Excerpted passage:
****************************************

A very common source of files for creating a corpus will be a set of text files found on a local (or remote) directory. To load texts in this way, we first define a source for the directory, and pass this source as an argument to the corpus constructor. We create a directory source by calling the directory
function.
# Basic file import from directory
d <- directory('~/Dropbox/QUANTESS/corpora/inaugural')
myCorpus <- corpus(d)
If the document variables are specified in the filenames of the texts, we can read them by setting the docvarsfrom
argument (docvarsfrom = "filenames"
) and specifiying how the filenames are formatted with the sep
argument. For example, if the inaugural address texts were stored on disk in the format Year-President.txt
(e.g. 1973-Nixon.txt
), then we can load them and automatically populate the document variables. The docvarnames
argument sets the names of the document variables — it must be the same length as the parts of the filenames.
# File import reading document variables from filenames
d <- directory('~/Dropbox/QUANTESS/corpora/inaugural')
# In this example the format of the filenames is `Year-President.txt`.
# Because there are two variables in the filename, docvarnames must contain two names
myCorpus <- corpus(d, docvarsfrom="filenames", sep="-", docvarnames=c("Year", "President") )
quanteda
provides an interface to retrieve and store data from a twitter search as a corpus object. The REST API query uses the twitteR package, and an API authorization from twitter is required. The process of obtaining this authorization is described in detail here: https://openhatch.org/wiki/Community_Data_Science_Workshops/Twitter_authentication_setup, correct as of October 2014. The twitter API is a commercial service, and rate limits and the data returned are determined by twitter.

****************************************

Request 1: Copy out the passage on loading files into a corpus from "# Because there" to "determined by twitter.".
Request 2: Pick up the passage on building a quanteda corpus where it ends and keep writing.

(Collected data)
****************************************

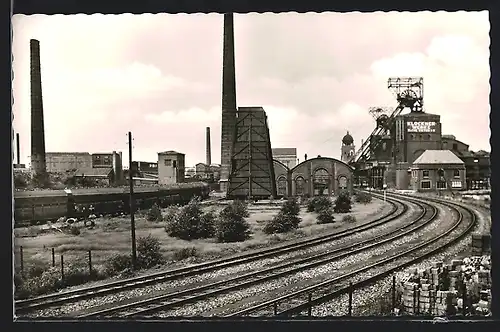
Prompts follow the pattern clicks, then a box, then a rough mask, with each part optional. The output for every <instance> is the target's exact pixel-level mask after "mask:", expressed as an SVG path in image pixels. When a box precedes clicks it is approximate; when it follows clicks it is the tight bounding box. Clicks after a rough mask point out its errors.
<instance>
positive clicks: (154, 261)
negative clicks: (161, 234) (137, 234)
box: [137, 234, 163, 269]
mask: <svg viewBox="0 0 500 332" xmlns="http://www.w3.org/2000/svg"><path fill="white" fill-rule="evenodd" d="M161 263H163V256H162V254H161V244H160V241H159V240H158V239H157V238H155V237H153V236H151V234H150V235H148V236H146V237H140V238H138V239H137V267H138V268H140V269H148V268H150V267H153V266H156V265H159V264H161Z"/></svg>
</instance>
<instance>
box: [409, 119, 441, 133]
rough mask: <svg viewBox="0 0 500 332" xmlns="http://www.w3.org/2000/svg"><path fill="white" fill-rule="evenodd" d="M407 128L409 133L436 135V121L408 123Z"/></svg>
mask: <svg viewBox="0 0 500 332" xmlns="http://www.w3.org/2000/svg"><path fill="white" fill-rule="evenodd" d="M406 128H407V130H408V132H409V133H435V132H436V122H434V121H408V122H407V123H406Z"/></svg>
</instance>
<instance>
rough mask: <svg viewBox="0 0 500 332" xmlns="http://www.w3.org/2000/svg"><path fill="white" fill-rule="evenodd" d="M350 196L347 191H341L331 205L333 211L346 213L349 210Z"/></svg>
mask: <svg viewBox="0 0 500 332" xmlns="http://www.w3.org/2000/svg"><path fill="white" fill-rule="evenodd" d="M351 204H352V203H351V197H350V195H349V192H347V191H342V192H341V193H340V194H339V196H338V197H337V199H336V200H335V205H334V207H333V211H335V212H336V213H347V212H350V211H351V208H352V206H351Z"/></svg>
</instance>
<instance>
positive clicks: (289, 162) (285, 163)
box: [273, 148, 299, 168]
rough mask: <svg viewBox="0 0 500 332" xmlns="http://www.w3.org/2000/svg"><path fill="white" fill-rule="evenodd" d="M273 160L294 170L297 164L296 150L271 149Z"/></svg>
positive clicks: (297, 160)
mask: <svg viewBox="0 0 500 332" xmlns="http://www.w3.org/2000/svg"><path fill="white" fill-rule="evenodd" d="M273 159H274V160H277V161H279V162H281V163H282V164H284V165H285V166H286V167H288V168H294V167H295V166H296V165H297V164H298V163H299V162H298V159H297V148H273Z"/></svg>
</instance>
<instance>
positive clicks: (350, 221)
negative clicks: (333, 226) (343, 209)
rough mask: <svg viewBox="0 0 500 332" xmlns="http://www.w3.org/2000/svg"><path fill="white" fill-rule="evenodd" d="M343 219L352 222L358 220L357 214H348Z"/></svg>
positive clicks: (355, 221)
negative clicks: (346, 215) (356, 215)
mask: <svg viewBox="0 0 500 332" xmlns="http://www.w3.org/2000/svg"><path fill="white" fill-rule="evenodd" d="M342 221H343V222H351V223H352V222H356V217H355V216H353V215H350V214H348V215H347V216H344V217H343V218H342Z"/></svg>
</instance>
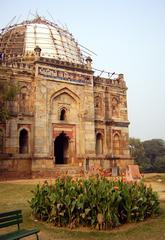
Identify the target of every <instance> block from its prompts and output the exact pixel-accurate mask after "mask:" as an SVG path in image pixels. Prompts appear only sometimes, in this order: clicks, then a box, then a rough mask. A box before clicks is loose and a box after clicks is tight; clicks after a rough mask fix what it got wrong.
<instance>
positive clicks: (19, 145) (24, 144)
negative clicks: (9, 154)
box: [19, 128, 29, 154]
mask: <svg viewBox="0 0 165 240" xmlns="http://www.w3.org/2000/svg"><path fill="white" fill-rule="evenodd" d="M19 153H20V154H27V153H29V133H28V131H27V130H26V129H25V128H23V129H21V130H20V132H19Z"/></svg>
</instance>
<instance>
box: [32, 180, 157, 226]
mask: <svg viewBox="0 0 165 240" xmlns="http://www.w3.org/2000/svg"><path fill="white" fill-rule="evenodd" d="M30 206H31V208H32V213H33V215H34V216H35V217H36V218H37V219H40V220H43V221H48V222H53V223H54V225H56V226H70V227H75V226H79V225H82V226H90V227H91V226H92V227H96V226H97V225H98V226H99V229H100V227H102V228H103V227H105V228H108V227H115V226H118V225H120V224H124V223H126V222H137V221H142V220H144V219H146V218H148V217H150V216H153V215H155V214H158V213H159V200H158V196H157V193H155V192H153V191H152V188H151V187H146V186H145V185H144V183H142V182H141V183H126V182H123V181H122V180H121V179H116V180H108V179H107V178H105V177H100V176H92V177H89V178H88V179H84V178H79V179H74V178H71V177H69V176H65V177H59V178H57V179H56V180H55V182H54V183H53V184H52V183H48V182H47V181H45V183H44V184H43V185H40V184H39V185H37V186H36V188H35V190H34V191H33V197H32V199H31V201H30Z"/></svg>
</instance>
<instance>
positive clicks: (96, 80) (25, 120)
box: [0, 52, 133, 176]
mask: <svg viewBox="0 0 165 240" xmlns="http://www.w3.org/2000/svg"><path fill="white" fill-rule="evenodd" d="M10 57H11V59H10ZM17 57H18V56H17ZM6 59H7V60H5V61H4V62H2V63H1V65H0V81H2V82H4V81H6V82H9V83H10V82H11V81H13V82H15V83H18V85H19V87H20V92H19V94H18V95H17V96H16V98H15V100H14V101H13V102H12V104H10V108H11V110H12V111H11V112H14V114H13V115H12V116H11V119H10V120H8V121H7V122H6V123H0V131H1V132H0V133H1V135H0V137H1V141H0V143H1V145H3V146H0V151H1V153H2V152H3V153H6V154H9V156H11V157H8V158H6V159H0V171H1V173H2V172H3V174H4V175H5V176H8V174H9V176H13V175H14V173H15V176H17V175H19V174H20V173H21V172H22V175H21V176H25V175H26V173H27V176H29V174H32V175H33V176H35V174H36V176H44V175H50V176H52V175H53V173H54V172H55V169H56V168H57V165H58V164H61V165H65V164H66V165H67V164H68V167H69V165H73V166H79V165H82V166H85V164H86V159H89V163H90V165H91V166H94V165H96V166H98V165H99V166H101V167H103V168H107V169H110V168H112V167H114V166H115V167H116V166H118V167H119V168H120V169H121V171H122V170H123V169H126V166H127V165H128V164H131V163H133V160H132V159H131V158H130V153H129V149H128V125H129V121H128V115H127V97H126V91H127V87H126V84H125V81H124V78H123V75H122V74H120V75H119V76H118V77H116V79H113V80H112V79H109V78H101V77H95V76H94V73H93V71H92V68H91V62H89V61H88V62H87V64H86V63H82V64H76V63H71V62H69V61H62V60H57V59H53V58H52V59H50V58H44V57H40V56H39V55H37V57H36V56H35V52H32V53H29V54H26V56H22V57H20V58H13V57H12V56H8V58H6ZM22 159H26V161H25V160H24V161H22ZM4 161H5V163H4ZM16 165H17V167H16ZM51 171H52V173H51ZM11 172H13V175H12V174H11ZM44 172H45V174H44Z"/></svg>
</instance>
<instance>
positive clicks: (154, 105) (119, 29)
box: [0, 0, 165, 140]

****************************************

Answer 1:
# Because there are two variables in the filename, docvarnames must contain two names
myCorpus <- corpus(d, docvarsfrom="filenames", sep="-", docvarnames=c("Year", "President") )
quanteda
provides an interface to retrieve and store data from a twitter search as a corpus object. The REST API query uses the twitteR package, and an API authorization from twitter is required. The process of obtaining this authorization is described in detail here: https://openhatch.org/wiki/Community_Data_Science_Workshops/Twitter_authentication_setup, correct as of October 2014. The twitter API is a commercial service, and rate limits and the data returned are determined by twitter.

Answer 2:
Four keys are required, to be passed to quanteda
’s getTweets
source function, in addition to the search query term and the number of results required. The maximum number of results that can be obtained is not exactly identified in the API documentation, but experimentation indicates an upper bound of around 1500 results from a single query, with a frequency limit of one query per minute.
The code below performs authentication and runs a search for the string ‘quantitative’. Many other functions for working with the API are available from the twitteR package. An R interface to the streaming API is also available link.
# These keys are examples and may not work! Get your own key at dev.twitter.com
consumer_key="vRLy03ef6OFAZB7oCL4jA"
consumer_secret="wWF35Lr1raBrPerVHSDyRftv8qB1H7ltV0T3Srb3s"
access_token="1577780816-wVbOZEED8KZs70PwJ2q5ld2w9CcvcZ2kC6gPnAo"
token_secret="IeC6iYlgUK9csWiP524Jb4UNM8RtQmHyetLi9NZrkJA"
tw <- getTweets('quantitative', numResults=20, consumer_key, consumer_secret, access_token, token_secret)
The return value from the above query is a source object which can be passed to quanteda’s corpus constructor, and the document variables are set to correspond with tweet metadata returned by the API.
twCorpus <- corpus(tw)
names(docvars(twCorpus))